### ТЕКСТ ДЛЯ ЧТЕНИЯ
————

10 лет назад, 27 февраля 2014-го, жители Симферополя вышли в центр города и не поверили своим глазам. Над Верховным советом (ВС) Крыма и Советом министров больше не было украинского флага — вместо него на флагштоке развевался российский триколор. А сами госучреждения взяли под контроль «вежливые люди». Накануне, 26 февраля, у здания ВС состоялся митинг, который закончился столкновениями мирных крымчан и проукраинских радикалов, поддержавших госпереворот в Киеве. Два человека погибли в давке.
Ночь с 26-го на 27 февраля стала самой тревожной для пророссийских активистов в новейшей истории полуострова: никто не понимал, что будет дальше. Как начиналась Крымская весна — в воспоминаниях ее участников.
«Промедление смерти подобно!»
Мы стоим в центре Симферополя, в сквере Победы. Отсюда здание Госсовета республики видно как на ладони — пять лет назад на этой площади разворачивались эпохальные события. Их финальным аккордом стал референдум и воссоединение Крыма и Севастополя с Россией.
Каждый год 25 февраля Андрей Никифоров, Юрий Розгонюк, Сергей Звездов, Татьяна Савицкая, Вадим Никифоров и другие активисты русского движения Крыма встречаются в этом сквере — чтобы вспомнить. Здесь, на лавочке под танком Т-34 (памятник освободителям города в Великую Отечественную), 25 февраля 2014-го пятнадцать человек, представители интеллигенции, подписали обращение к Верховному совету Автономной Республики Крым. Политолог, доцент Таврического национального университета (сейчас Крымский федеральный университет) Андрей Никифоров передаст «Письмо пятнадцати» спикеру ВС Владимиру Константинову, текст зачитают на митинге у стен парламента и примут в качестве резолюции.

————

### ПРЕДСТАВЛЕННЫЕ ДАННЫЕ
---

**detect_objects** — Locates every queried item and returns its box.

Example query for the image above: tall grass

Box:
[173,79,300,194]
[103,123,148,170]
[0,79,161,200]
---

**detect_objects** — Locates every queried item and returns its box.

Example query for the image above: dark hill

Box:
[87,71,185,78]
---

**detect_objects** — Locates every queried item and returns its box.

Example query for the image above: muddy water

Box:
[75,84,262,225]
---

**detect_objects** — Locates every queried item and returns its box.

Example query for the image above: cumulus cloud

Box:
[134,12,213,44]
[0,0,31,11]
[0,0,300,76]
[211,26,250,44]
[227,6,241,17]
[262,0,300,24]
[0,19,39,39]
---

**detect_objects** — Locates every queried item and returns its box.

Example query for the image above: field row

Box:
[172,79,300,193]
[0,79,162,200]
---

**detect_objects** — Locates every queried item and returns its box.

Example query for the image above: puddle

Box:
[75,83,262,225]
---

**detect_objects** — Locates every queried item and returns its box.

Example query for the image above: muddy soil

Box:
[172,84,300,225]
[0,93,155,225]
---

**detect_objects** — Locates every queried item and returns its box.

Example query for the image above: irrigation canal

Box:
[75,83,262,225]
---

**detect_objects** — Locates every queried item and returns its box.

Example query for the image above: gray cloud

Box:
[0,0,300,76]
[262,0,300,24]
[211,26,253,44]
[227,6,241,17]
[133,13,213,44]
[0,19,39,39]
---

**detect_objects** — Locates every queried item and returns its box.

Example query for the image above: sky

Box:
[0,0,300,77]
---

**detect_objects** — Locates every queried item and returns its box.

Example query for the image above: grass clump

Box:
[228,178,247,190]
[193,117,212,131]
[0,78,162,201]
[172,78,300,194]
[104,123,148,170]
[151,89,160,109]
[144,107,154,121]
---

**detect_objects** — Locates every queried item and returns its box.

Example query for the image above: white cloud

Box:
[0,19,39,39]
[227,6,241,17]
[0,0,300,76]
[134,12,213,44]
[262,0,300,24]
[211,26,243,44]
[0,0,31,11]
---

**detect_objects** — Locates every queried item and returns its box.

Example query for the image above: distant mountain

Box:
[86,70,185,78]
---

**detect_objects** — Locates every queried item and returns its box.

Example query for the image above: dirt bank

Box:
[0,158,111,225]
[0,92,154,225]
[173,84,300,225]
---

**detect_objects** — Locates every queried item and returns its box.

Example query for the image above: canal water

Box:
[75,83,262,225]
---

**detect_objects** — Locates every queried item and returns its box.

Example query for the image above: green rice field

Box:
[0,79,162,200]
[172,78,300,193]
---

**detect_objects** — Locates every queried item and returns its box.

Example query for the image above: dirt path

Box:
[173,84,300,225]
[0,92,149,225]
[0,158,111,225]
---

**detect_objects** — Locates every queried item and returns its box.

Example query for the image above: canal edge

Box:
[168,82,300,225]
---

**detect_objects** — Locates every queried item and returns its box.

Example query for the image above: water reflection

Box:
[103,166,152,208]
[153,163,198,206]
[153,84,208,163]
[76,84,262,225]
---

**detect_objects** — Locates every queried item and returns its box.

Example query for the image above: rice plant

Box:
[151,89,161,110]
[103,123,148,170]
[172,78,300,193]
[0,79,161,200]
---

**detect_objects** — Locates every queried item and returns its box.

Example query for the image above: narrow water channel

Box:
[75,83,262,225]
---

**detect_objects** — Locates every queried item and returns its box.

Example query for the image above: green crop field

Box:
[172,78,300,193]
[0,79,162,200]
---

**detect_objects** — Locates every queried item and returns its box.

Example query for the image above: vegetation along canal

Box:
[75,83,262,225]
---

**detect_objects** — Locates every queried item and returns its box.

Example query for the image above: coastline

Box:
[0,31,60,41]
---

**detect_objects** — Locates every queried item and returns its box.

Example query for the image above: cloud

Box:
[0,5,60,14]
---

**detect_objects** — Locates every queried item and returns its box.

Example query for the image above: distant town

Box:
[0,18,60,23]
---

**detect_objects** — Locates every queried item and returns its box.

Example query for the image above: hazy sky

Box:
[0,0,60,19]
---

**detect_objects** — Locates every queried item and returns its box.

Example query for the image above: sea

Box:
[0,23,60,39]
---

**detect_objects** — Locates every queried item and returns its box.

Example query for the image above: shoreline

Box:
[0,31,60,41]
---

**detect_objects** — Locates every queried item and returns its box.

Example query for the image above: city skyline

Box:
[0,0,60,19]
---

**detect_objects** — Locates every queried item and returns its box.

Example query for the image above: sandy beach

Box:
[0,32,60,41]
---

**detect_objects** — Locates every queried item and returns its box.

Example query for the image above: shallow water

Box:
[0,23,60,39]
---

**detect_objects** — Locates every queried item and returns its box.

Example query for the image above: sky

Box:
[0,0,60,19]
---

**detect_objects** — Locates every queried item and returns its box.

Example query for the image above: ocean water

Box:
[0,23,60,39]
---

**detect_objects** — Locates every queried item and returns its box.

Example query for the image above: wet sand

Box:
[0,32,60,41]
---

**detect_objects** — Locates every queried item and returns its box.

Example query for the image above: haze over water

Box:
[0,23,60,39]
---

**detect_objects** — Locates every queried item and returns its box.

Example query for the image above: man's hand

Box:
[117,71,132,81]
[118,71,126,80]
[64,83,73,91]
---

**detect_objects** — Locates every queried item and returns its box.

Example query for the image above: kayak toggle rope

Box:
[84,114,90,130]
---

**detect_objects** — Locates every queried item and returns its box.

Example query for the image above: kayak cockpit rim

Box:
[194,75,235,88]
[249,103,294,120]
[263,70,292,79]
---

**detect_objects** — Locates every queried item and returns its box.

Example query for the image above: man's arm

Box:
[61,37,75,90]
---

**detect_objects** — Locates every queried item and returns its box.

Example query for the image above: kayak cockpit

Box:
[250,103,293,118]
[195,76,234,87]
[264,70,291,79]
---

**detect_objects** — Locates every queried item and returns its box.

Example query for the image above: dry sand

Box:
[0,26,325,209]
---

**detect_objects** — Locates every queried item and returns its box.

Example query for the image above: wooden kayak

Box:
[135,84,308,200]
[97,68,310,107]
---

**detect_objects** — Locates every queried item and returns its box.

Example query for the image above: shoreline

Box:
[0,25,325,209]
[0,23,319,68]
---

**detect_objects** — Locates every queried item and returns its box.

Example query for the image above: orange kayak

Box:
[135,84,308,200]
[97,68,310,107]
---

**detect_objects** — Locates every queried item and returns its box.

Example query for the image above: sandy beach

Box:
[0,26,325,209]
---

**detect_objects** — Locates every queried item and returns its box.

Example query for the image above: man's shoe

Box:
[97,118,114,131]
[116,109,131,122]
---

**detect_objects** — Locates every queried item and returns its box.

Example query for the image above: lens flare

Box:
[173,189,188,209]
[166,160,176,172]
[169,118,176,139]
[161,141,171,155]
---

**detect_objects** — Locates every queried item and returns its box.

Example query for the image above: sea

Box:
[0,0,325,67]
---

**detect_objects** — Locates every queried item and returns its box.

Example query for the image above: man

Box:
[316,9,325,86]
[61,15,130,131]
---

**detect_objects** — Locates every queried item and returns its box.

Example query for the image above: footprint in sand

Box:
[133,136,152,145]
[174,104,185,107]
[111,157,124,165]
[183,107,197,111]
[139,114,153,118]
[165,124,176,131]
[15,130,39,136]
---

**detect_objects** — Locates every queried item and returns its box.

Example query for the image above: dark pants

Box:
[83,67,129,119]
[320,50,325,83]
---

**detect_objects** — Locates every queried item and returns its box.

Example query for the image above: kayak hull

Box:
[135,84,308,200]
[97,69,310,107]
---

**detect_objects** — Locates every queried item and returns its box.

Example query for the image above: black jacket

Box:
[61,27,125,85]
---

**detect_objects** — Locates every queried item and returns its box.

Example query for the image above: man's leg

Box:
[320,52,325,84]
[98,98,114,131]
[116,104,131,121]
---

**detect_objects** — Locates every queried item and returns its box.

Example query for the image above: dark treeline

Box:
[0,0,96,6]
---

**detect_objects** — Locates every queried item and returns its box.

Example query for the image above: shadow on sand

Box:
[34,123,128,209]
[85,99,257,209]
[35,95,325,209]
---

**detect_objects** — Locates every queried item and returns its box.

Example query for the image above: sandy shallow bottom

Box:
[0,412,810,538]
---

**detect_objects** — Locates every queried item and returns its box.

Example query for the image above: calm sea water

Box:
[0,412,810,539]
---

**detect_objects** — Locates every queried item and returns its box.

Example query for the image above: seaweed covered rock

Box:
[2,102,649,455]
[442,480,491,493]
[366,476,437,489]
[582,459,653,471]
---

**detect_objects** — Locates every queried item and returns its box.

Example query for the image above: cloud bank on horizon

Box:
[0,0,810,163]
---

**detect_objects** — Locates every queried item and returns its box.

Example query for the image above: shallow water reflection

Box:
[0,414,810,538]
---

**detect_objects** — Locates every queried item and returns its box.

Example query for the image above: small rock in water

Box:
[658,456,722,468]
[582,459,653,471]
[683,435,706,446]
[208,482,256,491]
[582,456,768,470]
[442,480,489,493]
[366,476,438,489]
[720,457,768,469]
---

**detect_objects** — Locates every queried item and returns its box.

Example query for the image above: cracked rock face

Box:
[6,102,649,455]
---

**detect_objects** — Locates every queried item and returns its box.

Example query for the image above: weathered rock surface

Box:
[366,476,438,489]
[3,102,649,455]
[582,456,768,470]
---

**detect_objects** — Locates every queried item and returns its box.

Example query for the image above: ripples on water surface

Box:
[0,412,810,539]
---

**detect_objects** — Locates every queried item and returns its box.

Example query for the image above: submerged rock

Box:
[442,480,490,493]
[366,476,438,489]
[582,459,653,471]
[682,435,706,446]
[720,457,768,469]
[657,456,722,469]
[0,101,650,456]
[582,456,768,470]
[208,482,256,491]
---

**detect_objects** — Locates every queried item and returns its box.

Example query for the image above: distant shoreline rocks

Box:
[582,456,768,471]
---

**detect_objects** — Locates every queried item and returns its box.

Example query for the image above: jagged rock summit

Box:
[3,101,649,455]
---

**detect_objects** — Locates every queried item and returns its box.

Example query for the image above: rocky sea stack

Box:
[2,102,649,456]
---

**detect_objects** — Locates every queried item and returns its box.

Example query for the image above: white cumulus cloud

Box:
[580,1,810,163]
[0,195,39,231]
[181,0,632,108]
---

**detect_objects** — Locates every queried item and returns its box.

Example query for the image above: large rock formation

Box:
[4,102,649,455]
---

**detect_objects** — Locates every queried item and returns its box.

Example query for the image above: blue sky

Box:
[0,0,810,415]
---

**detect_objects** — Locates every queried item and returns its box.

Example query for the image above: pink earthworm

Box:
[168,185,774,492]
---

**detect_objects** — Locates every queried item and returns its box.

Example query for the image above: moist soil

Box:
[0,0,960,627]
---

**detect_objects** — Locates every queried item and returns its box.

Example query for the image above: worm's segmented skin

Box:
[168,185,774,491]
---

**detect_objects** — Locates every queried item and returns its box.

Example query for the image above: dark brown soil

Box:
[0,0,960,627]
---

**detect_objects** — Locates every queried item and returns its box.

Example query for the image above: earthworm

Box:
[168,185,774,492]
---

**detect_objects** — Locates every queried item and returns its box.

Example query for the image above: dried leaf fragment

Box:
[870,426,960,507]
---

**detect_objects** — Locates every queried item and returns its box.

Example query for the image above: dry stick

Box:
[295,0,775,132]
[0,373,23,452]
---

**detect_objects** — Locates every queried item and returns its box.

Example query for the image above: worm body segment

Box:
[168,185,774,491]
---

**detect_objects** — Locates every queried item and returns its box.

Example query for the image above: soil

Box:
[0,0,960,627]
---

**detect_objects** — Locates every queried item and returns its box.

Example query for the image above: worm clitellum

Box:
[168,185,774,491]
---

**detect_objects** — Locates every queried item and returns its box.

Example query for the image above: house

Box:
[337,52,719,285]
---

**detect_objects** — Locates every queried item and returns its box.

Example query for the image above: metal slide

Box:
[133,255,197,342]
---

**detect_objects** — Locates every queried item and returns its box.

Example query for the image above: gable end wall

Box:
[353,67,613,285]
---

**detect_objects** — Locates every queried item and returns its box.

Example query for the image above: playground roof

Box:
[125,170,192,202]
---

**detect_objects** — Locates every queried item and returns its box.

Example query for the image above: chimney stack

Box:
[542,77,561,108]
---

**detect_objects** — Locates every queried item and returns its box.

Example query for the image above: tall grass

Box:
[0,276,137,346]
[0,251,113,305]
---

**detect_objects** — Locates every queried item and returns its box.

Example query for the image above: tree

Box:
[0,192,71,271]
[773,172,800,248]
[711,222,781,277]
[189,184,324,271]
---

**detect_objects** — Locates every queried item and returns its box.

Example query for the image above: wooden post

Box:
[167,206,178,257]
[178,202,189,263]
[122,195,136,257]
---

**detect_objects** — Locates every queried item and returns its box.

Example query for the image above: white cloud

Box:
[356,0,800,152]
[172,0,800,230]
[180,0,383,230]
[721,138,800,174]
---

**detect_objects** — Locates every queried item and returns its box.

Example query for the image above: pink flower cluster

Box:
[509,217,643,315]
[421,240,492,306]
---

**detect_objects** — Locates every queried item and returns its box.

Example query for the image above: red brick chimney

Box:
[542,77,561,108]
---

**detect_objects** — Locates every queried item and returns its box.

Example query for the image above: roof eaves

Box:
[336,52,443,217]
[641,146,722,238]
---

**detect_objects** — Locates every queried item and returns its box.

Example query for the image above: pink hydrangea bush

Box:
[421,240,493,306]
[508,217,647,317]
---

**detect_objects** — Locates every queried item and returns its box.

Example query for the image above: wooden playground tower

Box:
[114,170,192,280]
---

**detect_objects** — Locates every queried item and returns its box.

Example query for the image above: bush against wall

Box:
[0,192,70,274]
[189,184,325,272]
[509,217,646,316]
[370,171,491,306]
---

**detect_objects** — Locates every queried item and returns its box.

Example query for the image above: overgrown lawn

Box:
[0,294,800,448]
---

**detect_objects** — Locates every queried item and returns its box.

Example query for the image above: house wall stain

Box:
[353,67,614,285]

————

### ЗАДАНИЕ
Ответьте по тексту о начале Крымской весны:
1. Какой флаг развевался 27 февраля 2014 года на флагштоке над Верховным советом Крыма и Советом министров?
2. Сколько человек погибли в давке после митинга 26 февраля?
3. Кому Андрей Никифоров передаст «Письмо пятнадцати»?

### ПРАВИЛЬНЫЙ ОТВЕТ
1. Российский триколор.
2. Два человека.
3. Спикеру Верховного совета Владимиру Константинову.